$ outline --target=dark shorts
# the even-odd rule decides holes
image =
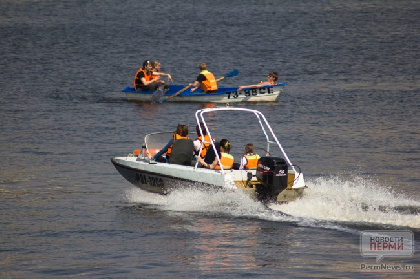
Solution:
[[[169,89],[169,85],[160,82],[153,82],[146,86],[136,85],[135,89],[138,91],[156,91],[160,86],[163,86],[165,89]]]

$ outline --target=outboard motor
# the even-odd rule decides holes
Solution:
[[[280,157],[261,157],[258,160],[257,179],[262,183],[257,194],[262,200],[272,200],[287,187],[288,166]]]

------------

* [Task objective]: Where the material contains pictures, leave them out and copy the rest verbatim.

* [Output for this task]:
$ outline --target=dark shorts
# the even-odd rule decides holes
image =
Solution:
[[[169,89],[169,85],[160,82],[153,82],[146,86],[136,85],[135,89],[138,91],[156,91],[160,86],[163,86],[165,89]]]

$ outline --target=outboard motor
# the even-odd rule decides holes
Solution:
[[[280,157],[261,157],[258,160],[257,179],[262,183],[257,194],[262,200],[272,200],[287,187],[288,166]]]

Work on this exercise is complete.